*Отрывок текста*
((
Куда бы мы ни кинули взоръ — независимо отъ эпохи, независимо отъ мѣста, независимо отъ конфессіональной окрашенности и національной принадлежности — одно можно сказать обо всемъ и обо всѣхъ, на любомъ поприщѣ творчества западнаго человѣка: разрывается онъ между стремленіемъ къ Богу и личнымъ самоутвержденіемъ. Безкорыстный порывъ къ Богу — и корыстное самоублаженіе, пусть въ формахъ самыхъ привлекательныхъ и благонамѣренныхъ, вотъ между какими направленностями сознанія происходитъ борьба, вотъ какой трагическій конфликтъ опредѣляетъ творческую дѣятельность западнаго человѣка. И если успокоенность входитъ въ его сердце, то неизмѣнно найдемъ мы въ ней элементы самоублажанія. Всецѣлая отданность Богу недоступна западному сознанію: элементъ трагедіи примѣшивается къ использованію имъ божественнаго дара свободы неотвратимо.
))
*Исходные строки*
((
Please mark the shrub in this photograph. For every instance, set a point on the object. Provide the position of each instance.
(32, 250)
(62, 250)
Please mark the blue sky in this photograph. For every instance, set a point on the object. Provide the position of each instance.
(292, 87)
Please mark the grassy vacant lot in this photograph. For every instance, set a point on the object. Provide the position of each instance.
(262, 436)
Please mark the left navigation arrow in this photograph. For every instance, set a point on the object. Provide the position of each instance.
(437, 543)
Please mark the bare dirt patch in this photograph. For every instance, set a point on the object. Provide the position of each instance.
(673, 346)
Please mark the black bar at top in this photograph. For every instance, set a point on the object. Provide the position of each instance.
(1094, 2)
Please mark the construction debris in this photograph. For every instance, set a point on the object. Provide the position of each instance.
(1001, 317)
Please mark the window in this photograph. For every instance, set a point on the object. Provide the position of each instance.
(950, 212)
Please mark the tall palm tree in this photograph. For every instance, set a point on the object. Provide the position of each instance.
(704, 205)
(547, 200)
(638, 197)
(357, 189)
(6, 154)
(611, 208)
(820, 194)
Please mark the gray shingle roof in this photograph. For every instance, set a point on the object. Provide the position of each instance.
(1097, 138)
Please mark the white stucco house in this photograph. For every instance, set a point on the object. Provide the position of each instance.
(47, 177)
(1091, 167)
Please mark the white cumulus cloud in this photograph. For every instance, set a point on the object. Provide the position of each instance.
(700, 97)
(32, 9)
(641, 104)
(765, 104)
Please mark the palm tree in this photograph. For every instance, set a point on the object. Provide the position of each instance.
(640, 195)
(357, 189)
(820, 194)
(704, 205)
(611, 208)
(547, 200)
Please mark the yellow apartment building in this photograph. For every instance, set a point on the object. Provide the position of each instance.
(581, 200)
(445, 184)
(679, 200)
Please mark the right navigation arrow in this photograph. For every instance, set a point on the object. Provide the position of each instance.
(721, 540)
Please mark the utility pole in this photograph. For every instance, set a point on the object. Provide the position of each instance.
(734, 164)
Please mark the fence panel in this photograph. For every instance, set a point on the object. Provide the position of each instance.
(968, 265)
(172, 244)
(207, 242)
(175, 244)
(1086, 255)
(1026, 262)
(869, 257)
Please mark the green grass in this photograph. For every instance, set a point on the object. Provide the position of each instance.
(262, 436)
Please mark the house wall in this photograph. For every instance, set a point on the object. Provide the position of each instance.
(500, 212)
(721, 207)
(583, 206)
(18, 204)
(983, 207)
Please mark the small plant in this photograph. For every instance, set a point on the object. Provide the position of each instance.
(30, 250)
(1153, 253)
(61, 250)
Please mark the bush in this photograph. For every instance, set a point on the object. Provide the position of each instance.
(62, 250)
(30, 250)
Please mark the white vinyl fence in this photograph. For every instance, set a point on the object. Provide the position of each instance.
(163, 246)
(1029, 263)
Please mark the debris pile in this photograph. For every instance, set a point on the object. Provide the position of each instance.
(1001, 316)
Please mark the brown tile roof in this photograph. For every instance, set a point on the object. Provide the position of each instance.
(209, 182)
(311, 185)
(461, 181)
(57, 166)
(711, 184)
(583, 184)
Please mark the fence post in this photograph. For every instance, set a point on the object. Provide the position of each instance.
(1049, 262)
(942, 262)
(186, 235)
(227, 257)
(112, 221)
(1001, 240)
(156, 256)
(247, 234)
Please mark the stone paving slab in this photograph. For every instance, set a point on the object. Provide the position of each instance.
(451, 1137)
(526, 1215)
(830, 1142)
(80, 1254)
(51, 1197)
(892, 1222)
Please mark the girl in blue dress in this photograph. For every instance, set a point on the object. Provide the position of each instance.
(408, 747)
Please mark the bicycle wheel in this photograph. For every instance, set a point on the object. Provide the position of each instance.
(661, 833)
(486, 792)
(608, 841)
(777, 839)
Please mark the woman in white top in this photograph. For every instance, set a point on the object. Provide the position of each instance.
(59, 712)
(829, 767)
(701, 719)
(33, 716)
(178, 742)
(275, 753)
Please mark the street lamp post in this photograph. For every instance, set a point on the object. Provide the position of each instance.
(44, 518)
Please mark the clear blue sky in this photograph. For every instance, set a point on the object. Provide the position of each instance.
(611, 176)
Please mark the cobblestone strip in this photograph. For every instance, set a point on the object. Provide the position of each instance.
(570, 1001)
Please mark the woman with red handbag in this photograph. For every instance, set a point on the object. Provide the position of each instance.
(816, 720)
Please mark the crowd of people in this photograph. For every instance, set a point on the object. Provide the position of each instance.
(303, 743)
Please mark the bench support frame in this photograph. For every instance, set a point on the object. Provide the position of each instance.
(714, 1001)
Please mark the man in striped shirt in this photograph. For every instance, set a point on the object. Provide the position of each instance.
))
*Задание A*
Ответьте на вопросы по отрывку о западном человеке:
(i) Между чем разрывается западный человек на любом поприще творчества?
(ii) Какие элементы неизменно находятся в успокоенности, входящей в его сердце?
(iii) Что недоступно западному сознанию?
*Задание B*
Перепишите отрывок о западном человеке от «Куда бы мы ни» до «дара свободы неотвратимо.», подставив «Творцу» вместо «Богу».
*Задание C*
Изложите абзац, начинающийся словами «Куда бы мы ни кинули взоръ», в виде короткого списка, сохранив его главные мысли.

*Готовый ответ A*
(i) Между стремленіемъ къ Богу и личнымъ самоутвержденіемъ.
(ii) Элементы самоублажанія.
(iii) Всецѣлая отданность Богу.

*Готовый ответ B*
Куда бы мы ни кинули взоръ — независимо отъ эпохи, независимо отъ мѣста, независимо отъ конфессіональной окрашенности и національной принадлежности — одно можно сказать обо всемъ и обо всѣхъ, на любомъ поприщѣ творчества западнаго человѣка: разрывается онъ между стремленіемъ къ Творцу и личнымъ самоутвержденіемъ. Безкорыстный порывъ къ Творцу — и корыстное самоублаженіе, пусть въ формахъ самыхъ привлекательныхъ и благонамѣренныхъ, вотъ между какими направленностями сознанія происходитъ борьба, вотъ какой трагическій конфликтъ опредѣляетъ творческую дѣятельность западнаго человѣка. И если успокоенность входитъ въ его сердце, то неизмѣнно найдемъ мы въ ней элементы самоублажанія. Всецѣлая отданность Творцу недоступна западному сознанію: элементъ трагедіи примѣшивается къ использованію имъ божественнаго дара свободы неотвратимо.

*Готовый ответ C*
- Независимо от эпохи, места, вероисповедания и национальности западный человек в любом творчестве разрывается между стремлением к Богу и личным самоутверждением.
- Борьба идёт между бескорыстным порывом к Богу и корыстным самоублажением, даже в самых привлекательных и благонамеренных формах. Этот трагический конфликт определяет его творческую деятельность.
- В его успокоенности неизменно есть элементы самоублажания.
- Всецелая отданность Богу западному сознанию недоступна. К использованию им божественного дара свободы неотвратимо примешивается элемент трагедии.